== Objective 1 ==
Count the lines in the records that contain the string "answer", matching case exactly, and give only that number.

D7178: [RFC] rust-matchers: add `Matcher` trait and implement `AlwaysMatcher`

Alphare (Raphaël Gomès) phabricator at mercurial-scm.org
Tue Oct 29 16:27:53 UTC 2019


Alphare created this revision.
Herald added subscribers: mercurial-devel, kevincox, durin42.
Herald added a reviewer: hg-reviewers.

REVISION SUMMARY
  In our quest of a faster Mercurial, we have arrived at the point where we need
  to implement the matchers in Rust.
  This RFC mainly for the `Matcher` trait to see if the changes proposed feel
  fine to people with more experience on the matter. While the `AlwaysMatcher`
  implementation is here as a trivial example, it should be the first step
  towards matchers use in Rust as it is currently the only supported one.
  
  Notable changes:
  
  - `exact` is renamed to `exact_match`
  - enums for `visit*` methods with `Recursive` instead of `'all'`, etc.
  - a new `roots`, separate from `file_set`
  - no `bad`, `explicitdir` or `traversedir` functions as they can be passed to the high functions instead of the matchers
  
  Thanks to Martin for suggesting the last two (most important) changes and for
  reaching out to help a few weeks ago.

REPOSITORY
  rHG Mercurial

BRANCH
  default

REVISION DETAIL
  https://phab.mercurial-scm.org/D7178

AFFECTED FILES
  rust/hg-core/src/lib.rs
  rust/hg-core/src/matchers.rs

CHANGE DETAILS

diff --git a/rust/hg-core/src/matchers.rs b/rust/hg-core/src/matchers.rs
new file mode 100644
--- /dev/null
+++ b/rust/hg-core/src/matchers.rs
@@ -0,0 +1,142 @@
+// matchers.rs
+//
+// Copyright 2019 Raphaël Gomès <rgomes at octobus.net>
+//
+// This software may be used and distributed according to the terms of the
+// GNU General Public License version 2 or any later version.
+
+//! Structs and types for matching files and directories.
+
+use crate::utils::hg_path::{HgPath, HgPathBuf};
+use std::collections::HashSet;
+
+pub enum VisitDir {
+    Recursive,
+    This,
+    No,
+}
+pub enum VisitChildrenSet {
+    Recursive,
+    Empty,
+    Set(HashSet<HgPathBuf>),  // Should we implement a `NonEmptyHashSet`?

== Objective 2 ==
Write what comes next in the Mercurial patch above that adds a Rust `Matcher` trait, picking up right after its last line.

== Given information ==
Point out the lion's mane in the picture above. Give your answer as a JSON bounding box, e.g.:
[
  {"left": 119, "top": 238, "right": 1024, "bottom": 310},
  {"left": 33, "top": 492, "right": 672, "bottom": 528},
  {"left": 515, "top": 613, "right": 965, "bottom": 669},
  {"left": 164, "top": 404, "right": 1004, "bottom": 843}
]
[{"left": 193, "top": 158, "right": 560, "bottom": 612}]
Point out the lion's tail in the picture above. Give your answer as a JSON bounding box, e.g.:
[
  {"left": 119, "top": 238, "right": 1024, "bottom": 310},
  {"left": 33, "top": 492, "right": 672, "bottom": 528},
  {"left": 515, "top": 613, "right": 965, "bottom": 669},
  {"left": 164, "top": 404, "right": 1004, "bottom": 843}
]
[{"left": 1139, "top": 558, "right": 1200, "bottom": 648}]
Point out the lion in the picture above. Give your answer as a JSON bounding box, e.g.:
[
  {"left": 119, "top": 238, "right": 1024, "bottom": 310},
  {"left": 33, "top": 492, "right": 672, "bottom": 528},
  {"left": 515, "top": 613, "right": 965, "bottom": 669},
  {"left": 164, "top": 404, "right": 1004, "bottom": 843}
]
...
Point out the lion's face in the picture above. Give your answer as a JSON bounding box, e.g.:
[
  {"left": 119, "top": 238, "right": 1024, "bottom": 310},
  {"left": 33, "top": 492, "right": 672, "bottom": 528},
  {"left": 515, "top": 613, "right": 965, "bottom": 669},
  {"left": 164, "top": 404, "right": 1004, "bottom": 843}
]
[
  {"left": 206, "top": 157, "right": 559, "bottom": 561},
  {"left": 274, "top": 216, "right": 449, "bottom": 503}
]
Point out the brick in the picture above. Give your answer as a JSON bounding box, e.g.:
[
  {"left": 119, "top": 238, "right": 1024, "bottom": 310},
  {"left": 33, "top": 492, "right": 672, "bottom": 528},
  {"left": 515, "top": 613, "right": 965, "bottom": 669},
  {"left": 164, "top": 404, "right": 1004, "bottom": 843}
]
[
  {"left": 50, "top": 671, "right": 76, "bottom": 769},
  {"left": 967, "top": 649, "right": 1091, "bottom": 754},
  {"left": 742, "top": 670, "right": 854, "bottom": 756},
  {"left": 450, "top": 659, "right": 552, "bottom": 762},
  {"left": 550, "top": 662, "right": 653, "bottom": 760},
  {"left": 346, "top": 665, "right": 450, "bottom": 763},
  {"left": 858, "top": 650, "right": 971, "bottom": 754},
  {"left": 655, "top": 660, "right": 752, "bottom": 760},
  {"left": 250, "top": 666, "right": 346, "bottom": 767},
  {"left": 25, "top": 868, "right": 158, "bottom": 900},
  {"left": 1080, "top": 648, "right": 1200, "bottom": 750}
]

== Exercise result 1 ==
5

== Exercise result 2 ==
+    This,
+}
+
+pub trait Matcher {
+    /// Returns whether `filename` is in `file_set`
+    fn exact_match(&self, _filename: impl AsRef<HgPath>) -> bool;
+    fn file_set(&self) -> Option<HashSet<&HgPath>> {
+        None
+    }
+    fn roots(&self) -> Option<HashSet<&HgPath>> {
+        None
+    }
+    /// Returns whether `filename` is matched by this matcher
+    fn match_fn(&self, _filename: impl AsRef<HgPath>) -> bool {
+        true
+    }
+
+    /// Decides whether a directory should be visited based on whether it
+    /// has potential matches in it or one of its subdirectories. This is
+    /// based on the match's primary, included, and excluded patterns.
+    ///
+    /// Returns `VisitDir::Recursive` if the given directory and all
+    /// subdirectories should be visited.
+    /// Otherwise returns `VisitDir::This` or `VisitDir::No` indicating whether
+    /// the given directory should be visited.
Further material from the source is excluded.